- _Assignment_: Only the pictures are to be dropped, and the rest of the data should be copied exactly.

- _Records shown_:
• • • •
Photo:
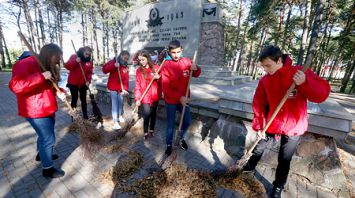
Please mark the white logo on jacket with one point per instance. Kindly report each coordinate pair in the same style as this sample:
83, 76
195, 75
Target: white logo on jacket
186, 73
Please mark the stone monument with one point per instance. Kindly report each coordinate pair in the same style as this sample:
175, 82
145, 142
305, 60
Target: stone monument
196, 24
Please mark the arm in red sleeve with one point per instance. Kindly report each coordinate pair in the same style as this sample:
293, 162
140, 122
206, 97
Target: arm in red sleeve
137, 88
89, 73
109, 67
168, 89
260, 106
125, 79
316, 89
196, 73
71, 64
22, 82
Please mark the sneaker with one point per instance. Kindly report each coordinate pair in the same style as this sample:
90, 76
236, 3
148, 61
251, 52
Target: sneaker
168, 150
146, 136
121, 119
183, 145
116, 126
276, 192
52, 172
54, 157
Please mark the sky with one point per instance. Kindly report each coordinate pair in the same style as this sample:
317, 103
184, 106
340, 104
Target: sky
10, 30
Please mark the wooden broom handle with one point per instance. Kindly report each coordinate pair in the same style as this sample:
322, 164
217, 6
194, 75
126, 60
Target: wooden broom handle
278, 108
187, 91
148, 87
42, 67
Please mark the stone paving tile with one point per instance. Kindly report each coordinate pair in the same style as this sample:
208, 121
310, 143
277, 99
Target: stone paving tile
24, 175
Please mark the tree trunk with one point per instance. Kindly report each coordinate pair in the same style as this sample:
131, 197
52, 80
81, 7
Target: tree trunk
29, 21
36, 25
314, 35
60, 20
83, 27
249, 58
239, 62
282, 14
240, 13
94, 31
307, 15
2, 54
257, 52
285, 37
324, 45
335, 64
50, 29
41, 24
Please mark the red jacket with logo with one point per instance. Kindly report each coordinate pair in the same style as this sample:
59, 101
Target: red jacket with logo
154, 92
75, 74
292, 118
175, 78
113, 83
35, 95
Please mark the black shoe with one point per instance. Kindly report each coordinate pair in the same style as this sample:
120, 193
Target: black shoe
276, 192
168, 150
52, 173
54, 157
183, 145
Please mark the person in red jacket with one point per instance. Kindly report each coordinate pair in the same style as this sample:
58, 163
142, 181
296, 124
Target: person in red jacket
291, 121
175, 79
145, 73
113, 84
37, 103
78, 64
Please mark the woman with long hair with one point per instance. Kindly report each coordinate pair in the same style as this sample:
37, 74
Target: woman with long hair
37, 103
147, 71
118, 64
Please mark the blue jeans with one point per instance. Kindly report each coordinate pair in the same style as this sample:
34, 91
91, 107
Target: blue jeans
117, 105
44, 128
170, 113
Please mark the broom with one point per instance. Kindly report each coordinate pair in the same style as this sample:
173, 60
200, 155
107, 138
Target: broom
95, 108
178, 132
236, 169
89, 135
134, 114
• • • •
- _Solution for this exercise_:
Photo:
Please mark the white logo on jacket with one point per instance. Kindly report each coordinate pair in the same style as this sample:
83, 76
195, 75
Target: white logo on jacket
186, 73
Please mark the stone monument with one point per instance. Kindly report each coordinate pair in the same style as this sample:
175, 82
145, 142
305, 60
Target: stone monument
196, 24
Please mark the arm in red sleeve with one point per instance. Kindly report each coordinate pair in the same style as this sample:
293, 162
140, 122
206, 97
Target: arm in red sleeve
137, 88
89, 73
109, 67
168, 89
260, 106
125, 79
316, 89
196, 73
71, 64
22, 82
Please mark the sneaker with one point per instance. Kindly report each coordinate pair in the same style as this sample:
90, 76
236, 3
148, 61
251, 52
Target: sneaker
168, 150
146, 136
121, 119
183, 145
116, 126
276, 192
52, 172
54, 157
Please mark the sky with one point per instance. Kindly report each coordinate pair in the same style as this sample:
317, 103
184, 106
340, 104
Target: sky
10, 30
Please mark the wooden broom handle with one point per instance. Kindly report each coordinate pair in the same style as this sample:
322, 164
217, 6
194, 75
126, 60
Target: wooden broom handle
278, 108
187, 91
148, 87
42, 67
Please mark the stone paving tile with one point per instance. Kindly report each coordinate pair in the same style as this sample:
208, 121
310, 143
277, 99
Target: stone paving tile
24, 175
Please mark the tree trunk with one point per instance. Kindly report each coordinate pair in the same style as this sample:
131, 197
52, 80
81, 7
Target: tree trunk
29, 21
36, 25
314, 35
60, 20
83, 27
249, 58
239, 62
282, 14
240, 13
94, 31
307, 15
2, 54
257, 52
285, 37
324, 45
335, 64
50, 29
41, 24
Please mark the red jacket with logo with one point per instance. Kindly report each coordinate pair in the same style as this sample:
59, 101
Target: red jacket with logo
154, 92
75, 74
292, 118
175, 78
113, 83
35, 95
Please mark the black shoe with one point per instance. Kindly report each coordinate pair in the same style as this sample:
120, 193
Target: black shoe
276, 192
168, 150
52, 173
54, 157
183, 145
Please mark the person in red jacket with one point per instance. Kindly report each coordinate pair in the same style as this sample:
58, 163
142, 181
296, 124
Target: person in red jacket
291, 121
175, 79
145, 73
113, 84
37, 103
78, 64
Please mark the woman with long hair with one point per instance. Kindly report each coordinate pair in the same style as this sample:
37, 74
Target: woman with long hair
37, 103
147, 71
118, 64
Please mark the blue jeans with one point per instance. Kindly report each coordinate pair in the same style as this sample:
34, 91
91, 107
Target: blue jeans
117, 105
44, 128
170, 113
Please mark the broom with one point per instance. Kindly report each coordinate pair in the same style as this sample:
173, 60
200, 155
107, 138
Target: broom
95, 108
178, 132
236, 169
89, 135
134, 114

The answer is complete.